:: A data block ::
[Start]
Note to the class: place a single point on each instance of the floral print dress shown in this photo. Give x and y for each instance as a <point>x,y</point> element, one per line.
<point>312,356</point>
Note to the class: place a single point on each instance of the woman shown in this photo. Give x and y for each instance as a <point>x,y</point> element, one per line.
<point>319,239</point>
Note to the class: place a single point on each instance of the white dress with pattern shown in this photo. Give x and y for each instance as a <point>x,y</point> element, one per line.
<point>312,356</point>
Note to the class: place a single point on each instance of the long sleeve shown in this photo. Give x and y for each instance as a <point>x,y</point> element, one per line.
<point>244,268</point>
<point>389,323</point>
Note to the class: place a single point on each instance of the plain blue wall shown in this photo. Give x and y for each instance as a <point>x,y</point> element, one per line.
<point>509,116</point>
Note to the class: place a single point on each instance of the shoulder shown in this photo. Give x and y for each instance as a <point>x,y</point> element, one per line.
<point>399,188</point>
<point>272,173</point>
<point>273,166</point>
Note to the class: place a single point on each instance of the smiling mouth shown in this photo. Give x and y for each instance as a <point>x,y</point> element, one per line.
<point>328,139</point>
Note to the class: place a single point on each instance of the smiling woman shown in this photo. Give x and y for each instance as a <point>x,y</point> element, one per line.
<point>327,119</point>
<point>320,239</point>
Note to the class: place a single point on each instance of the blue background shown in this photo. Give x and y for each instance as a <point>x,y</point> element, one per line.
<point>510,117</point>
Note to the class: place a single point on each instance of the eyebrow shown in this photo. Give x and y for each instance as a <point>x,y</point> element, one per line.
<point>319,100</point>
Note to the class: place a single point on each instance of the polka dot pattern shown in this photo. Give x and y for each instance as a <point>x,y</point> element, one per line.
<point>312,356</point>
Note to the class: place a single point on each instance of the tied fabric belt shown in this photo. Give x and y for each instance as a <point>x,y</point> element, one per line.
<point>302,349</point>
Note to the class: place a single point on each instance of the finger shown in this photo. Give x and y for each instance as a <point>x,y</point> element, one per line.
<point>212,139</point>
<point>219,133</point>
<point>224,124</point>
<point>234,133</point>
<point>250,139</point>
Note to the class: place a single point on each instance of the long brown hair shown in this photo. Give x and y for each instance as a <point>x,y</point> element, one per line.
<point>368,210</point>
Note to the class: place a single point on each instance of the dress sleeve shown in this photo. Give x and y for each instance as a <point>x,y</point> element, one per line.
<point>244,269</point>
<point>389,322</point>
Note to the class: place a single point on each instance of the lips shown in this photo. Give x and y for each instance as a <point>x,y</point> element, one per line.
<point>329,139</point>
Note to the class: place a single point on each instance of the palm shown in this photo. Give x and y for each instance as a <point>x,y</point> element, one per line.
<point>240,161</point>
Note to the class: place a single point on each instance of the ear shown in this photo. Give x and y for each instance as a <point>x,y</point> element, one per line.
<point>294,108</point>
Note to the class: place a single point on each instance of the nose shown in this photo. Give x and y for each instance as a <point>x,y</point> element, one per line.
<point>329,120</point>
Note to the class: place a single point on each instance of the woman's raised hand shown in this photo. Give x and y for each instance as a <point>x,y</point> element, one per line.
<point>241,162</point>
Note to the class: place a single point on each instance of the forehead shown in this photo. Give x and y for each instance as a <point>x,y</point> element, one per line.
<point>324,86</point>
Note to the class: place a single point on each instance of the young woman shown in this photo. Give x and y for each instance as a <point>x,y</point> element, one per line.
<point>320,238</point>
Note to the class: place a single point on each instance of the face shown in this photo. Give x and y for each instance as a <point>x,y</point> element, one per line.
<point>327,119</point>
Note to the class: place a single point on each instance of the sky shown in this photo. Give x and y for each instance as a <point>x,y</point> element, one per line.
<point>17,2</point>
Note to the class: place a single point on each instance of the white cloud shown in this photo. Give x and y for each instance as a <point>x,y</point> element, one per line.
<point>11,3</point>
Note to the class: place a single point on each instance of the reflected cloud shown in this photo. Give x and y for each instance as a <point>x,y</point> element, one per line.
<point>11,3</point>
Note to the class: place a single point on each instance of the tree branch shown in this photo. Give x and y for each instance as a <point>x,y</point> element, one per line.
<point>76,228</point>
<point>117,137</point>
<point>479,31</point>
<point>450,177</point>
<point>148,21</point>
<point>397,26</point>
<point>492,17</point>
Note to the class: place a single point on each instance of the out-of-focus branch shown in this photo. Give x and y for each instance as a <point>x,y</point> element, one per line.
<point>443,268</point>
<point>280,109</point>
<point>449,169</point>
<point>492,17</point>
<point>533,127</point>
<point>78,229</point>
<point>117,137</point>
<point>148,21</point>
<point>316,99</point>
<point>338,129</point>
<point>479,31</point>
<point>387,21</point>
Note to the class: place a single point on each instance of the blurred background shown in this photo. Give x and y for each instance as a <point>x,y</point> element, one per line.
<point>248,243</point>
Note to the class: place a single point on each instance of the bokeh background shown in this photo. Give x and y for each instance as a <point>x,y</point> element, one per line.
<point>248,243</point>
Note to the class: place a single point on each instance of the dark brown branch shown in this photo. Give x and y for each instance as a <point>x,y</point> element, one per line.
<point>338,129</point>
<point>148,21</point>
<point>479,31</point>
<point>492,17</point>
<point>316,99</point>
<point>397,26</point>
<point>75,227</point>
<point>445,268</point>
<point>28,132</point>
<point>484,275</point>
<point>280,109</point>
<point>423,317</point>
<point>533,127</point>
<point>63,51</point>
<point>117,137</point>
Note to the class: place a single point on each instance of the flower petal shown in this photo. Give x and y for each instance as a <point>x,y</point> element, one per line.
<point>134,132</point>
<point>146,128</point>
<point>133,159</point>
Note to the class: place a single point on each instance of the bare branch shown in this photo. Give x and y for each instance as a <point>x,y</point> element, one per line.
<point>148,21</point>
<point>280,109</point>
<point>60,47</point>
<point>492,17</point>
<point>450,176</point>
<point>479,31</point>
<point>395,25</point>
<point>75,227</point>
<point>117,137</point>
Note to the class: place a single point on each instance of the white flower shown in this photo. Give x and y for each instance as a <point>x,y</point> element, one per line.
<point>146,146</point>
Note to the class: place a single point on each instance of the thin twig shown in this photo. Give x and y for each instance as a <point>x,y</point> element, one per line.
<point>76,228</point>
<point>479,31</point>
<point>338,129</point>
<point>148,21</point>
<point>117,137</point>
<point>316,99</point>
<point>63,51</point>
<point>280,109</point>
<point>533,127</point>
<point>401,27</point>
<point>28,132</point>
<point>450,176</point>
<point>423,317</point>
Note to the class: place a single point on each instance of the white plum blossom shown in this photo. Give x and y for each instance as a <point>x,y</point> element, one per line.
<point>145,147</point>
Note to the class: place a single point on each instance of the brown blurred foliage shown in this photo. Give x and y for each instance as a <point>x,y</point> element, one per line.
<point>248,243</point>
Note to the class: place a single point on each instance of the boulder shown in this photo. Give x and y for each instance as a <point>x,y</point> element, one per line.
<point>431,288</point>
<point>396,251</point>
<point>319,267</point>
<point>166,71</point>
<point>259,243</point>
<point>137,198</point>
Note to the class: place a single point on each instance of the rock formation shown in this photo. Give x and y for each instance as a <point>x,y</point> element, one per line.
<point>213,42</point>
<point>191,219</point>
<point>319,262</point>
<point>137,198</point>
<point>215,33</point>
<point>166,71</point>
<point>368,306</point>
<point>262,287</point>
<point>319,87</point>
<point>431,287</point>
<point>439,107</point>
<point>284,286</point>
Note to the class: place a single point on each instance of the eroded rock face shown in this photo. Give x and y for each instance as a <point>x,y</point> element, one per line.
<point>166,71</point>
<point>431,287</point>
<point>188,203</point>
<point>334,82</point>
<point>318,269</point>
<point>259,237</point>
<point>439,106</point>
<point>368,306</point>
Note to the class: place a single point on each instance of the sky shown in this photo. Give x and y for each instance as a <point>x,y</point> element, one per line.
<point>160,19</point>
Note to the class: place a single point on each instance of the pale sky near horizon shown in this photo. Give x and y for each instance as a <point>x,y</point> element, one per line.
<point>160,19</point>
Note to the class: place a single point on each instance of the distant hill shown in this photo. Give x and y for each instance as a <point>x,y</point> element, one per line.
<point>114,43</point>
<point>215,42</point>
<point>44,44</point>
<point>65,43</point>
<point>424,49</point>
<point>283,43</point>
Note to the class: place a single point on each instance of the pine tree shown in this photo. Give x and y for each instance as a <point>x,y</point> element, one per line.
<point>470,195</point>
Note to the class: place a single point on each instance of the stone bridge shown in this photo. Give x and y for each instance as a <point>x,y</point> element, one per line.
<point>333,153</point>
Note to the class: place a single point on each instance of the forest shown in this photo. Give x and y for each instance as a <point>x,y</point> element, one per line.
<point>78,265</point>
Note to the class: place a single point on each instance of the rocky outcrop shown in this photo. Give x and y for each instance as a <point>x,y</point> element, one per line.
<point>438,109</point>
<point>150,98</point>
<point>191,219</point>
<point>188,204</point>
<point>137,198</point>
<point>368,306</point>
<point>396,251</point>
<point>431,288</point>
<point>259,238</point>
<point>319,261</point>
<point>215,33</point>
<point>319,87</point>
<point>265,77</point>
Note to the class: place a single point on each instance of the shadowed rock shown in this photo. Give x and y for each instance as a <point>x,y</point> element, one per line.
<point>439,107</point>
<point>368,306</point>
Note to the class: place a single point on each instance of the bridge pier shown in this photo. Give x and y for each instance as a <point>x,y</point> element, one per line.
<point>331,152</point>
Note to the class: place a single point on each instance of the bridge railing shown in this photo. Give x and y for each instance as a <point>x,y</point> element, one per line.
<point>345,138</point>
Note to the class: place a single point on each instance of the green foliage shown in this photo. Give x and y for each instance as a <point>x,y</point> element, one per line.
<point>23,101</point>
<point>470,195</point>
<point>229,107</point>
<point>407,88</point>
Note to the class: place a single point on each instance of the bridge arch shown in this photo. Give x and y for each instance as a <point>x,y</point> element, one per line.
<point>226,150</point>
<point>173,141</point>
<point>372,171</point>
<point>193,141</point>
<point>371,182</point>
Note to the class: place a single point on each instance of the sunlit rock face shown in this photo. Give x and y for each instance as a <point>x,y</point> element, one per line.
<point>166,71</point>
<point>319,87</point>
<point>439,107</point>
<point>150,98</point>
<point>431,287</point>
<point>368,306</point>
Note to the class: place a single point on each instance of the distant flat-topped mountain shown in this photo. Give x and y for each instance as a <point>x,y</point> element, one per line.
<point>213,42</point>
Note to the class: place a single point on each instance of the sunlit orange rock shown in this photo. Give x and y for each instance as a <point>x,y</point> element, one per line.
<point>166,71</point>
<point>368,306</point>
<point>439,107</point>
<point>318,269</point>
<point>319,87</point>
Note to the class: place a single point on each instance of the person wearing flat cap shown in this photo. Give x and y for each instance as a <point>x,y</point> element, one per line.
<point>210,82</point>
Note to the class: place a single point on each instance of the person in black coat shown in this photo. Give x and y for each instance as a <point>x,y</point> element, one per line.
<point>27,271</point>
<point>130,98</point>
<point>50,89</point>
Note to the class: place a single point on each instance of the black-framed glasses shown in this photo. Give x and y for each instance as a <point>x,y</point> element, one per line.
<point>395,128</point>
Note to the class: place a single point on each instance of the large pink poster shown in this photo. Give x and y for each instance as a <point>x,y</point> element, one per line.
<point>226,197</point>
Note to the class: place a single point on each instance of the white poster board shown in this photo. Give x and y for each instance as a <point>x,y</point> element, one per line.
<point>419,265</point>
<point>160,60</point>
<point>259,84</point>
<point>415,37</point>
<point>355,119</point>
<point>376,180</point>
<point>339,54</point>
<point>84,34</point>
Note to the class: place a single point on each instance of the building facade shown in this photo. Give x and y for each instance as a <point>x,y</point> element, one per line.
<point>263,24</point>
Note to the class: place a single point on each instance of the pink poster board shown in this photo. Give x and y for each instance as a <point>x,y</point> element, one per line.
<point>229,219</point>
[End]
:: WHAT IS EXPECTED ::
Copy the listing word for word, from its very first line through the line containing "<point>319,239</point>".

:: EXERCISE RESULT ::
Note to the class: place a single point on each instance of the floral print dress shown in this photo. Give x and y for each instance as a <point>x,y</point> element, one per line.
<point>312,356</point>
Note to the class: place a single point on each instance of the woman shown in this photo. Give x and y for each instance as a <point>x,y</point> element, one per line.
<point>319,239</point>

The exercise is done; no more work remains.